• Work required: Starting with the line that contains "like [535, 822].", reproduce each line through the end of the listing below, with no other output.

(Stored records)
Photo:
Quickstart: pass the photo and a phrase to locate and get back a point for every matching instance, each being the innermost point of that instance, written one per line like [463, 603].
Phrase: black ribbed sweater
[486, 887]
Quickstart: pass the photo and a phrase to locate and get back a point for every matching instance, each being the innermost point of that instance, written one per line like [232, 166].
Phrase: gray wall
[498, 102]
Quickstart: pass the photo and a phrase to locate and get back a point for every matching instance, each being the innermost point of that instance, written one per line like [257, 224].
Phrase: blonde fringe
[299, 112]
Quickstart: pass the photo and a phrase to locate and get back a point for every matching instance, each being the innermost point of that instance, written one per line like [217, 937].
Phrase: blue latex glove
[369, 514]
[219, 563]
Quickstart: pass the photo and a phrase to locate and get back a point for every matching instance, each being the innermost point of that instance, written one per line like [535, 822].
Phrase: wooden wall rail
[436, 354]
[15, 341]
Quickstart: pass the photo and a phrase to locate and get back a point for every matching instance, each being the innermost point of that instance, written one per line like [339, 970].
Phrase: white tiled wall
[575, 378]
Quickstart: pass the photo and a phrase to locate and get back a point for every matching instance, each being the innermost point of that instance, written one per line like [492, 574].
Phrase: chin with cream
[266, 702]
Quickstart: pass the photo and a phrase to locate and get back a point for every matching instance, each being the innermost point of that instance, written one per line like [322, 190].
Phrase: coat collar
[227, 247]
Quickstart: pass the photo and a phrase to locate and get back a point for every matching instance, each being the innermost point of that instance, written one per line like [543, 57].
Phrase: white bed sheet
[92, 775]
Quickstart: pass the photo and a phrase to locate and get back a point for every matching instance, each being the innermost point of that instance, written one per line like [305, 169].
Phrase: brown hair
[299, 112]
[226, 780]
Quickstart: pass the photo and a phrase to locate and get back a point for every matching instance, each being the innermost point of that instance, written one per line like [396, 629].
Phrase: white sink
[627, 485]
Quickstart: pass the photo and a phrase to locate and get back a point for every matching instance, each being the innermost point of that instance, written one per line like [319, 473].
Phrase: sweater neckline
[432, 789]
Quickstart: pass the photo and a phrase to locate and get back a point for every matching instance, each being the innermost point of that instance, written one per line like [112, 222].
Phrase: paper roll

• Task solution:
Quickstart: pass the photo and a phrase to locate and get back a point for every matching instance, each being the innermost point of that instance, written one per line like [535, 822].
Phrase: wooden wall rail
[436, 354]
[15, 341]
Quickstart: pass the photo and a phrase to locate and get back a point for every matching instance, each being the innermost point of that instance, written one per line like [339, 970].
Phrase: white tiled wall
[575, 378]
Quickstart: pass the photo and a phrase to locate and get back a point for every matching instance, each being the innermost point of that instance, written one per line like [492, 574].
Phrase: chin with cream
[266, 702]
Quickstart: pass the photo and a phrase to locate and get back a point for every matching instance, each being the innermost point of that instance, written one per line like [322, 190].
Phrase: coat collar
[227, 247]
Quickstart: pass the photo and a phrase to locate and get back a point for every matching instance, each being the innermost point of that instance, written one per line like [543, 57].
Phrase: white bed sheet
[92, 775]
Quickstart: pass the photo and a phrase to locate and get back a point for every matching instance, each being the innermost point of that instance, written one per line like [305, 169].
Phrase: brown hair
[299, 112]
[226, 780]
Quickstart: pass the photo and a phrase to locate and get back a point for every matching instance, each being the innermost point of that instance, written one per line like [396, 629].
Phrase: white sink
[627, 485]
Quickstart: pass the photo and a phrase to locate and get back a point for every matching instance, each being the innermost point of that instance, written one per line like [319, 473].
Phrase: sweater neckline
[432, 789]
Quickstart: pass the photo and a phrase to locate and get back a point for every matching instance, each being the innermost point of that instance, written one per line like [112, 222].
Phrase: paper roll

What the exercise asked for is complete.